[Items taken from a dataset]
#####
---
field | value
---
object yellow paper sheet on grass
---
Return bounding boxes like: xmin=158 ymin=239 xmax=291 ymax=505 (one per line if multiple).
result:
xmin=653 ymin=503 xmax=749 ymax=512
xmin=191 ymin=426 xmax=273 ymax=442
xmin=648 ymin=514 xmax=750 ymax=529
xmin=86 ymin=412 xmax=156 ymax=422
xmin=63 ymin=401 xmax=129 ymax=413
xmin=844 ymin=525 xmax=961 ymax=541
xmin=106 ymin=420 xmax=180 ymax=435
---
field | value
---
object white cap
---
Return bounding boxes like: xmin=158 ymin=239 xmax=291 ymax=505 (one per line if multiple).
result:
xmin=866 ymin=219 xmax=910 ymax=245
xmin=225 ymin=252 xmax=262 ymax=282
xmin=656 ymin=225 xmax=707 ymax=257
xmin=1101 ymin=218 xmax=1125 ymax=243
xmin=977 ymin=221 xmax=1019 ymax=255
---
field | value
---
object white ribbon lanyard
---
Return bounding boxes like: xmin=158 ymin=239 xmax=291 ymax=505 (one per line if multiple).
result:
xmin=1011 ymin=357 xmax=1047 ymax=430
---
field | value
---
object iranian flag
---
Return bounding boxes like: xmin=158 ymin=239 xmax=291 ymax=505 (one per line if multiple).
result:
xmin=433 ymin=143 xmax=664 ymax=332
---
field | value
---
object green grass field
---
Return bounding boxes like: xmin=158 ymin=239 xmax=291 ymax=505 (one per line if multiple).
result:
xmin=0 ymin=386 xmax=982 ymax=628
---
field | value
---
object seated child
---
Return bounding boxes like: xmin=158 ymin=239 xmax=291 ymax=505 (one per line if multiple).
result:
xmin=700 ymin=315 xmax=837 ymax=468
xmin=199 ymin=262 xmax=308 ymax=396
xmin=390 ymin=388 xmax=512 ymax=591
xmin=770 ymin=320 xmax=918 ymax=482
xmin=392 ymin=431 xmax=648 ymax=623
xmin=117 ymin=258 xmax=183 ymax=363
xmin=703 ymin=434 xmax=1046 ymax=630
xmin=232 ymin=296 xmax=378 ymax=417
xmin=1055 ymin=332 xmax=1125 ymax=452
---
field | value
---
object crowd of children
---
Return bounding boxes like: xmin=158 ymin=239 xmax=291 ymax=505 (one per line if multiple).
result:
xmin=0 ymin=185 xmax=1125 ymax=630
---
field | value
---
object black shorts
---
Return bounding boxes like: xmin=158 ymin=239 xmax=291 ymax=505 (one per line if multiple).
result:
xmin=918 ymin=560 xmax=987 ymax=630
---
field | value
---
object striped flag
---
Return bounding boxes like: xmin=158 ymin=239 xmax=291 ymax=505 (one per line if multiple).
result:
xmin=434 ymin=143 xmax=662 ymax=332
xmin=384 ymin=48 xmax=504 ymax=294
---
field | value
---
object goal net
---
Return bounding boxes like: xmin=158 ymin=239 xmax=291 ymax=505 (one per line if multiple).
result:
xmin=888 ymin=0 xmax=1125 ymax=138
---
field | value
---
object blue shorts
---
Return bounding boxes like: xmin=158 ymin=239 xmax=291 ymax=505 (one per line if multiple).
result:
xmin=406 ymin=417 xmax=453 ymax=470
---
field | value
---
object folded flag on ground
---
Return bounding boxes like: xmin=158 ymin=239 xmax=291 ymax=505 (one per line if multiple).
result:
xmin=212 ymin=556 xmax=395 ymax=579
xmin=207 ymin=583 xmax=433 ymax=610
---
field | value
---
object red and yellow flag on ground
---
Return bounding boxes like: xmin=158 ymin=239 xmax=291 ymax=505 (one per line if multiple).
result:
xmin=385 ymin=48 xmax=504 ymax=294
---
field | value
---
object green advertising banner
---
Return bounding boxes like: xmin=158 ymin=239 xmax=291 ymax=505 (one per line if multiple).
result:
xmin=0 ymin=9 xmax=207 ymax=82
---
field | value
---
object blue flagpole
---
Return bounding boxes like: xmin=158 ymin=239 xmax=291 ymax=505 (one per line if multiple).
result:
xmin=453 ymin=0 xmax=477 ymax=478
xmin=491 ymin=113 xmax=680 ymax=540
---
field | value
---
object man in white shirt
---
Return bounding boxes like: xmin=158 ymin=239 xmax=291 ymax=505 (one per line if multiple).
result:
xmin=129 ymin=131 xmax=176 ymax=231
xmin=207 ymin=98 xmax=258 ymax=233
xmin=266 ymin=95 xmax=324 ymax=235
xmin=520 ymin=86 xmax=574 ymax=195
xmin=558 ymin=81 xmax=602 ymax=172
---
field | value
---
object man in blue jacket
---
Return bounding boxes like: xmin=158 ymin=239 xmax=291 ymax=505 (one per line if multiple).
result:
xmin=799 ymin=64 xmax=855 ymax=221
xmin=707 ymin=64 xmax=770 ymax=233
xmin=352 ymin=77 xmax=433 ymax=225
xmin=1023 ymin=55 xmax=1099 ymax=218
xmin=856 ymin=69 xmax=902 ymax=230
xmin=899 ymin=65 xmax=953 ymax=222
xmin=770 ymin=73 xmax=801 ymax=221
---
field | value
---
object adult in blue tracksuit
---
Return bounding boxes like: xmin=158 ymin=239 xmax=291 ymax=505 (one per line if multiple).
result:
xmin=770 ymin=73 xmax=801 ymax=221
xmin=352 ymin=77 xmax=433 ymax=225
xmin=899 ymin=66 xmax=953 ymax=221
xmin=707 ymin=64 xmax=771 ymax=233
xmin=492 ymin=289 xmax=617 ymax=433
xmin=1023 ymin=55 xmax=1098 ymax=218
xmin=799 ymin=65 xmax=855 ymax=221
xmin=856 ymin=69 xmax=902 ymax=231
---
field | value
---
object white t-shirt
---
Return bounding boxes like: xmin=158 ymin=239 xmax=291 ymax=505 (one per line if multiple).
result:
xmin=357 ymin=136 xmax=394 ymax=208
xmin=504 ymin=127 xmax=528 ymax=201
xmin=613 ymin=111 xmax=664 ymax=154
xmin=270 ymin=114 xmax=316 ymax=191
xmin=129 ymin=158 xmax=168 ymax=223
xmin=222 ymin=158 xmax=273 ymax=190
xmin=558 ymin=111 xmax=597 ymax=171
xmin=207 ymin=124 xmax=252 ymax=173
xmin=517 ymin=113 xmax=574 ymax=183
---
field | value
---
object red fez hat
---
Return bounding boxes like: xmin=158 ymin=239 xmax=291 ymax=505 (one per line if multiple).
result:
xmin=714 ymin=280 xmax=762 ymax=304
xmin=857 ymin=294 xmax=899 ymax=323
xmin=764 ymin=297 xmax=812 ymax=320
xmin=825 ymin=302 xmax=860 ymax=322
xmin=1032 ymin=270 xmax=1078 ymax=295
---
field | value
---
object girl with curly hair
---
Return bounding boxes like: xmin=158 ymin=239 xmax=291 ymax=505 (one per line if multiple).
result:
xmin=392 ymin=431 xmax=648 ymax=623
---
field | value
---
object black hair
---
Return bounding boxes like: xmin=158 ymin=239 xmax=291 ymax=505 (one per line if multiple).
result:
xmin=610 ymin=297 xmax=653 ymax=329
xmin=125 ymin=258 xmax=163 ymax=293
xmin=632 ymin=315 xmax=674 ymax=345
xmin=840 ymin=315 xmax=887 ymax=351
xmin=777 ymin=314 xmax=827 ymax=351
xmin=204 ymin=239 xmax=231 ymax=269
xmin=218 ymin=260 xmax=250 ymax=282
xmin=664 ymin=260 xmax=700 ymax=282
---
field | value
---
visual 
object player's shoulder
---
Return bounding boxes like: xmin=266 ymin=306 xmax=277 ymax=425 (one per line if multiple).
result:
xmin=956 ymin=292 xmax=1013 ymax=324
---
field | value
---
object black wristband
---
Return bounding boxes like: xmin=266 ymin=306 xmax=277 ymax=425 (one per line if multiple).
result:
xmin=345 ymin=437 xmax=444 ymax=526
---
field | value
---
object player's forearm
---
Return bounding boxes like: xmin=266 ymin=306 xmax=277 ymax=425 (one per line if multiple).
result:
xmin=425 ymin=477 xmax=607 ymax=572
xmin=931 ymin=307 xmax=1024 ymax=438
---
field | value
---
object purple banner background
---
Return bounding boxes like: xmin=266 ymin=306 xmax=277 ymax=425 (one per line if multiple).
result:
#####
_EXERCISE DETAILS_: Reproduce the listing from its first line through the line containing "xmin=433 ymin=143 xmax=664 ymax=332", including that line.

_COMPLETED TASK_:
---
field | value
---
object yellow paper sheet on grass
---
Return bounding boxes like: xmin=158 ymin=239 xmax=291 ymax=505 (one per line if multiple).
result:
xmin=653 ymin=503 xmax=749 ymax=512
xmin=191 ymin=426 xmax=273 ymax=442
xmin=648 ymin=514 xmax=750 ymax=529
xmin=86 ymin=412 xmax=156 ymax=422
xmin=63 ymin=401 xmax=129 ymax=413
xmin=844 ymin=525 xmax=961 ymax=541
xmin=106 ymin=420 xmax=180 ymax=435
---
field | value
---
object white cap
---
Return bounding boxes like: xmin=158 ymin=239 xmax=291 ymax=505 (one per line if multiple).
result:
xmin=866 ymin=219 xmax=910 ymax=245
xmin=225 ymin=252 xmax=262 ymax=282
xmin=656 ymin=225 xmax=707 ymax=257
xmin=1101 ymin=218 xmax=1125 ymax=243
xmin=977 ymin=221 xmax=1019 ymax=255
---
field | value
---
object white ribbon lanyard
---
Return bounding boxes like: xmin=158 ymin=239 xmax=291 ymax=505 (one per line if multiple).
result:
xmin=1011 ymin=357 xmax=1047 ymax=430
---
field | value
---
object iranian flag
---
Return bounding boxes like: xmin=158 ymin=239 xmax=291 ymax=505 (one per line if multiple).
result:
xmin=433 ymin=143 xmax=664 ymax=332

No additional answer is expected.